* _PROBLEM TO SOLVE_
Starting at the first line of the rows below and ending with the line that has "Target: combat boot", arrange those lines as a JSON list of strings, one per line, skipping blank lines.

* _DATA SHOWN_
++++++++

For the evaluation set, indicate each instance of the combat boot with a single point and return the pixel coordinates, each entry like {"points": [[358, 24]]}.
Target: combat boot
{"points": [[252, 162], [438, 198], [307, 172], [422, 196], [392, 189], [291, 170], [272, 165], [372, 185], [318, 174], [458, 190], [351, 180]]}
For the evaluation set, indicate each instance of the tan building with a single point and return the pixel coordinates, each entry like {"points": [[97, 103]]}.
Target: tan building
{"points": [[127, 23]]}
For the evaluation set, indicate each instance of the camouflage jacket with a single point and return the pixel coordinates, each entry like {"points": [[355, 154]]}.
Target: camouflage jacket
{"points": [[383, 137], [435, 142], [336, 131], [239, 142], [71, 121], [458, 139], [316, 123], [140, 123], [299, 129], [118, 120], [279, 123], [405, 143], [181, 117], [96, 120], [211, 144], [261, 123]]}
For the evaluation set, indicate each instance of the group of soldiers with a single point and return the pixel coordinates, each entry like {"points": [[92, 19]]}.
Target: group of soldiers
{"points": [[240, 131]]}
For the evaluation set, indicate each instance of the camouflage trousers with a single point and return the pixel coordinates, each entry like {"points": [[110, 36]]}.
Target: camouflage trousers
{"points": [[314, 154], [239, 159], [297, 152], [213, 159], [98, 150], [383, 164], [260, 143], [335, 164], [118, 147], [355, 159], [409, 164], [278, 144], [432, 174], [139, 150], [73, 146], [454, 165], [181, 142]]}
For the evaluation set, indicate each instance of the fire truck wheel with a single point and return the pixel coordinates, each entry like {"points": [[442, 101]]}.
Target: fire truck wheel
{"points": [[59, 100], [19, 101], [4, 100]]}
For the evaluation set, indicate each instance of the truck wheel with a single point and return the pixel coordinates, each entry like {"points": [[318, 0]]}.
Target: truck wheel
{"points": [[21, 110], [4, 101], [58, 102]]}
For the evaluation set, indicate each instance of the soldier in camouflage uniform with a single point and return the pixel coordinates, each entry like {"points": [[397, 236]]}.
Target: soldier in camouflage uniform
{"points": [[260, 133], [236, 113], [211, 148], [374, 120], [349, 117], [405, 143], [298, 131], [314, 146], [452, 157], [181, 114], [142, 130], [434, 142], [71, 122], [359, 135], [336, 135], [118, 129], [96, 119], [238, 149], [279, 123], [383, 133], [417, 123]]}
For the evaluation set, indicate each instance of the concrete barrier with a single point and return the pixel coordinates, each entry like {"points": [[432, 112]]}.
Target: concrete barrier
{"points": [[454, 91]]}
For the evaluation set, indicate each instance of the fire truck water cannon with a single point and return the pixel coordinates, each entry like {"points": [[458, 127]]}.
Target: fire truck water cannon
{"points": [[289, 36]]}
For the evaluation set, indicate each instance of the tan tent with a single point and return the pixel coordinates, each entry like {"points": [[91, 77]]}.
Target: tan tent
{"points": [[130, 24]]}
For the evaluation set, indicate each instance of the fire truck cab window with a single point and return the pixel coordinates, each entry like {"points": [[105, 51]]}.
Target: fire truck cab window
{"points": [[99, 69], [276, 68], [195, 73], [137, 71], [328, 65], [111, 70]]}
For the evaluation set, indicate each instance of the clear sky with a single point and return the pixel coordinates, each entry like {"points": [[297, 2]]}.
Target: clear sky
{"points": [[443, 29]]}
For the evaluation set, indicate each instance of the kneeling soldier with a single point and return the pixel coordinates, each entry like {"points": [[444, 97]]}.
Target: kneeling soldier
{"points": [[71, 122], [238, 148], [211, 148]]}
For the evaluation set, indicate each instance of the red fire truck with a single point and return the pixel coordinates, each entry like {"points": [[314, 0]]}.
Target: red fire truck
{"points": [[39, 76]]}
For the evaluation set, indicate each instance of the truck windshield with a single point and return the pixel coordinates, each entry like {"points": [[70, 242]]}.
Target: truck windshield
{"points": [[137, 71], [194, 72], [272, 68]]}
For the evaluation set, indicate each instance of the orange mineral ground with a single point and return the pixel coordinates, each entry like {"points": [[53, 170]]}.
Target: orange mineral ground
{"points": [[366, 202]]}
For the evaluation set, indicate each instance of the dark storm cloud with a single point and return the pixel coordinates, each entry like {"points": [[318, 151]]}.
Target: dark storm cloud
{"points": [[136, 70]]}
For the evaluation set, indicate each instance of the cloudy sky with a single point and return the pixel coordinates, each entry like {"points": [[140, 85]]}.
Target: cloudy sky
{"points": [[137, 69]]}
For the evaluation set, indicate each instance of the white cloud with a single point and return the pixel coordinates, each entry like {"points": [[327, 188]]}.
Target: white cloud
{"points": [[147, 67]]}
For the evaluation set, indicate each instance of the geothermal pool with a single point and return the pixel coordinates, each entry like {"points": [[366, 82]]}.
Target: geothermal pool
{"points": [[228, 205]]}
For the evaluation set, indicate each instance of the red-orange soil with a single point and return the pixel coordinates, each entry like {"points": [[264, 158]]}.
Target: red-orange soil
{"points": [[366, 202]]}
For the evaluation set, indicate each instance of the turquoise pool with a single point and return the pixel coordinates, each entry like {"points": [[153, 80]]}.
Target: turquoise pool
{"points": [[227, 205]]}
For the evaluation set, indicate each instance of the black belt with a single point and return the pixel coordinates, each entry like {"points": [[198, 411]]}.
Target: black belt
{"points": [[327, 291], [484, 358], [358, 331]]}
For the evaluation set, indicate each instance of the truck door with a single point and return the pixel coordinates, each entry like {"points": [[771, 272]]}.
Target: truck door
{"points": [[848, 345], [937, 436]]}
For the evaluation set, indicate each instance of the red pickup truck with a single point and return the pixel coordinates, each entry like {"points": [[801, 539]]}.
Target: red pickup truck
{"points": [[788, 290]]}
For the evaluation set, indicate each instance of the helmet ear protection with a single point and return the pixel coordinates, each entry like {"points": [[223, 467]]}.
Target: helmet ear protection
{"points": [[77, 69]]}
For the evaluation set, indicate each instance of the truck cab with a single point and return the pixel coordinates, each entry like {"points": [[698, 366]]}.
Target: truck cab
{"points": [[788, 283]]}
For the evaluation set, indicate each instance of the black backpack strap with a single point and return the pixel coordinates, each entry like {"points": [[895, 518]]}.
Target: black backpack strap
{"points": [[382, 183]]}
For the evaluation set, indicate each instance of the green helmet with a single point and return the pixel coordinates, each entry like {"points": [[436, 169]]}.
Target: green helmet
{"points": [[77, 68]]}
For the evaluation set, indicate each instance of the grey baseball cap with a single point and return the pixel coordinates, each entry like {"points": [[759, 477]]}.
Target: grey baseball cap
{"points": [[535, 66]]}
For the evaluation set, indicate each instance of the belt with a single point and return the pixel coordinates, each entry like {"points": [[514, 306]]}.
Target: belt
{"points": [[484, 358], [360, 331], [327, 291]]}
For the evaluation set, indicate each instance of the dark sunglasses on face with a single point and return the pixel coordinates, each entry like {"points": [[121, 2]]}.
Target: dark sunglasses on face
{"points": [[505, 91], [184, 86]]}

++++++++

* _ANSWER TO THE TASK_
[
  "For the evaluation set, indicate each instance of the combat boot with a single point and return the pixel coordinates, each entry like {\"points\": [[358, 24]]}.",
  "Target: combat boot"
]